▶ **TASK INSTRUCTIONS**
Extend the text on worrying about Danie's nomadic lifestyle, picking up right after its final sentence.

▶ **TEXT FOR ANALYSIS**
§

It’s good, isn’t it? Even for adults. But, I digress. Where was I? Nomad life… nomad living… nomad travel… right, so people assume that Danie’s nomadic lifestyle is expensive because when they go on holiday, it is typically very expensive. Then I tell them she hitchhikes and sleeps on public beaches in Mexico and such. And I show them my prematurely grey hair.
Is it prematurely grey if I am in my 40’s? Maybe not. I really need to dye my hair. I have digressed again. However, my point, the point I am trying to avoid because it makes me anxious, is that Danie’s nomadic lifestyle makes me anxious.
Whoa… I would worry…
The next thing people usually say when I tell them that Danie is one of the world nomads, once they realize what it is, and that it is not a terribly safe lifestyle is, “Doesn’t that worry you?” Does the word “duh” mean anything to you?
I worry a lot about Danie’s life. When she started, I could think of nothing else. It stressed me out all the time. I cried about it. I told everyone who would listen about it. It was driving me insane. I even started trying to think of crazy ways to stop her from nomad living (such as, but not limited to, locking her in my mother’s basement).
However, after much reflection and soul-searching, I realized that there was no legal, ethical, and moral way that I could prevent Danie from this life. That is a cold comfort and I still worry about her, but there’s nothing I can do about it.
I am grateful. Thank you, World
Despite being horribly worried, one thing I noticed early on was that, for whatever reason, many people are exceptionally kind to Danie. I am so grateful for that. I am grateful to the people who have fed her when she didn’t have food, given her shelter when she needed a place to stay, and who have even given her a little cash when she had none.
To the people who followed her every night when she went out in Colombia, not knowing what parts of the city she was in were safe or not and not even knowing that she didn’t know. I am so grateful to them.
Overall, people have had her back. When they were not robbing her at gunpoint or otherwise randomly stealing her stuff.
I worry because there are so many different types of people in the world. I would kind of like for Danie to go to university or technical school and get some solid skill to fall back on like being an X-ray technician. Except I don’t think there are any nomadic X-ray technicians. Then again, she could be the first!
Danie is living life to the fullest. I believe in that. If I had been able to travel more when I was younger, I probably would have, and I don’t imagine that there are many people who look back on their lives and say, “Gee, I wish I had not traveled and had so many adventures and met so many interesting people — that was a real waste of time.”

§

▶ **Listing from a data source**
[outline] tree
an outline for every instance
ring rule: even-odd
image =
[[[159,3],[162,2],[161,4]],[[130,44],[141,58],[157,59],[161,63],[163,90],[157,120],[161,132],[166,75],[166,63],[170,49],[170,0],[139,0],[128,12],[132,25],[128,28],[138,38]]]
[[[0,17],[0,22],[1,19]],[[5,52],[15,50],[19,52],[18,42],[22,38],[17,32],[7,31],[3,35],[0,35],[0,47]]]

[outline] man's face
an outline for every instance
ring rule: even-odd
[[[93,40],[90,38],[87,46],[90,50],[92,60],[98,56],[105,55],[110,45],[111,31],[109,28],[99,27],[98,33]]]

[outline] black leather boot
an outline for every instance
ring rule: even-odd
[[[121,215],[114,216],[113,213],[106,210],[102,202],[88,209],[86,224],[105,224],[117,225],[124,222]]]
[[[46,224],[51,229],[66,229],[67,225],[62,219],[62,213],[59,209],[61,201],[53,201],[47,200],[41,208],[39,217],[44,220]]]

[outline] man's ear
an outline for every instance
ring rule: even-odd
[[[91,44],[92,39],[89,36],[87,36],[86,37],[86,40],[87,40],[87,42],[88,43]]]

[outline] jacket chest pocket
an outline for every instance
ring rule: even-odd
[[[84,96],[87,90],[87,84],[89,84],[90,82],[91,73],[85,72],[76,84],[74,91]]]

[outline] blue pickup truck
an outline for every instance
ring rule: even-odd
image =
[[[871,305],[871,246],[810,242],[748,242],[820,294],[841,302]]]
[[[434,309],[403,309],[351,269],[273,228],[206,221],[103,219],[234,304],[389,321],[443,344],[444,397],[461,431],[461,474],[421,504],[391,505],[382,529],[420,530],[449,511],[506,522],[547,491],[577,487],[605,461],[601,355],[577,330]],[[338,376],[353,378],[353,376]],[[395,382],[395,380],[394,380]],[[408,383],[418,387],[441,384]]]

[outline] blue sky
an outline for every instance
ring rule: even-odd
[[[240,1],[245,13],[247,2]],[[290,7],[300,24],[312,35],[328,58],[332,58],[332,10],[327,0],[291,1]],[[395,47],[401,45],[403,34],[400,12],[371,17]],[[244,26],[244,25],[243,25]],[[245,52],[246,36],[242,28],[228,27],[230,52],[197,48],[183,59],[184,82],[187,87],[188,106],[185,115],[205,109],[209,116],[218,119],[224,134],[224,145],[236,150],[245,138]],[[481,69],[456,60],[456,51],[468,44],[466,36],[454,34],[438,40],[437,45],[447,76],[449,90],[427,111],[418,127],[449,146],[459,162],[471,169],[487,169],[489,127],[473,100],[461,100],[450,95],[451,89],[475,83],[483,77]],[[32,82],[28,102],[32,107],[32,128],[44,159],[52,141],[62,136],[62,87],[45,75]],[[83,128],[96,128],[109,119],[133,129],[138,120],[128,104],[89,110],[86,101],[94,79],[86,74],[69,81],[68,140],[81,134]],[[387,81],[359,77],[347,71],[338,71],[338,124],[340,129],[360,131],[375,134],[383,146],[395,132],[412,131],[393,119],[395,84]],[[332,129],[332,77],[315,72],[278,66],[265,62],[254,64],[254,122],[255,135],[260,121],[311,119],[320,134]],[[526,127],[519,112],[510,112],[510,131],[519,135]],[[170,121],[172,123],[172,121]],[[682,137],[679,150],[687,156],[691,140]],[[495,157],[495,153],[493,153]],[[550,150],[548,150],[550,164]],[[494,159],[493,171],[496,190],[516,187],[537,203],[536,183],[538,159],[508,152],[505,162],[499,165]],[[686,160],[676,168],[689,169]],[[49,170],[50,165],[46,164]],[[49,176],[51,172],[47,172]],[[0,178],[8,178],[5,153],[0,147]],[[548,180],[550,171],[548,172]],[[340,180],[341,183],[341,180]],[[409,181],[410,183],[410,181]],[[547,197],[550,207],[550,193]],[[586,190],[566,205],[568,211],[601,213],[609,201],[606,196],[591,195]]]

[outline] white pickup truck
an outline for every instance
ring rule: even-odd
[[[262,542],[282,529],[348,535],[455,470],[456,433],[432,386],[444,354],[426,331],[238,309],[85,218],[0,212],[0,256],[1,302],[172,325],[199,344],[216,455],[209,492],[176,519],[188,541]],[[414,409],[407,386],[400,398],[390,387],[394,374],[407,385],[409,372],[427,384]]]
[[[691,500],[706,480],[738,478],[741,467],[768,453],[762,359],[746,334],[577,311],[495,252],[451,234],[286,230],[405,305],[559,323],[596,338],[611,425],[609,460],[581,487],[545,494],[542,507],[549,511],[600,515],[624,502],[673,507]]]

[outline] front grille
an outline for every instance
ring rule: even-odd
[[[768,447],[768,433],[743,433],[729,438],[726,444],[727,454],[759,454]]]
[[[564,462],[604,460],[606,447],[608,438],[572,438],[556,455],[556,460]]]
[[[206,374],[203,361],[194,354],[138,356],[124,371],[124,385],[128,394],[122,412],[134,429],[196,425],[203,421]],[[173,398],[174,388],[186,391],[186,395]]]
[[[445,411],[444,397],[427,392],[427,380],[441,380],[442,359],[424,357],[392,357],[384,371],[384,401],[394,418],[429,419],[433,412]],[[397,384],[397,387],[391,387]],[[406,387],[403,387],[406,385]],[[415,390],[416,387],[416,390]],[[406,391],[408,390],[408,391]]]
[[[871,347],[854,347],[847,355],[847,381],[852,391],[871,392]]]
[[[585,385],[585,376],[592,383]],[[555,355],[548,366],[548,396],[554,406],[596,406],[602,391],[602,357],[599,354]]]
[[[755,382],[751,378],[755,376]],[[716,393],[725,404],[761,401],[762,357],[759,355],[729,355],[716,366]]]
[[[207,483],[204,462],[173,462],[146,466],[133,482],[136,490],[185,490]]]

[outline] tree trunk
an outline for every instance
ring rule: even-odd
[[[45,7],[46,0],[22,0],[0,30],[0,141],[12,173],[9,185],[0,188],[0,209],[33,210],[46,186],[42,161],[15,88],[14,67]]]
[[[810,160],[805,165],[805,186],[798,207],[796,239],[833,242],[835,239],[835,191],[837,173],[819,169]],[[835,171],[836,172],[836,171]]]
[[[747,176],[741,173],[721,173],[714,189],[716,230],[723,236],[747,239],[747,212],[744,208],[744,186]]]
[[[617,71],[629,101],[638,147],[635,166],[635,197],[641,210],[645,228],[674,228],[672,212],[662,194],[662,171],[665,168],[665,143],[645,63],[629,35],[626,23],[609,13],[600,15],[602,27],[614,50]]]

§

▶ **REPLY**
There is part of me that envies Danie for her freedom in her nomad life. She has more friends than anyone I know. In a world where people seem to have fewer and fewer connections to others she has more. The other thing I envy is her authenticity in her writing. Danie bravely writes about her experience of the moment with complete candour.
Danie and Her Blog
Her raw, frank honesty is sometimes replete with swear words (which I imagine puts a few readers off), but that is her voice. Also, she writes about her experiences battling mental illness with complete honesty. There is so much stigma surrounding these things and I admire her for being able to say who she is without any feeling of shame or concern for potential repercussions.
I think Danie’s writing and her life are amazing. I think Danie is amazing. And, then again, often, I really wish she would just stay put, get a “real job,” etc. But what’s a nomad to do? It just isn’t her way. Anyways, there are no guarantees in life, and many people who follow all the “rules” of society end up with problems while just because someone chooses to follow her own path, that does not mean she will have difficulties. As you can probably tell, I am in two minds about this.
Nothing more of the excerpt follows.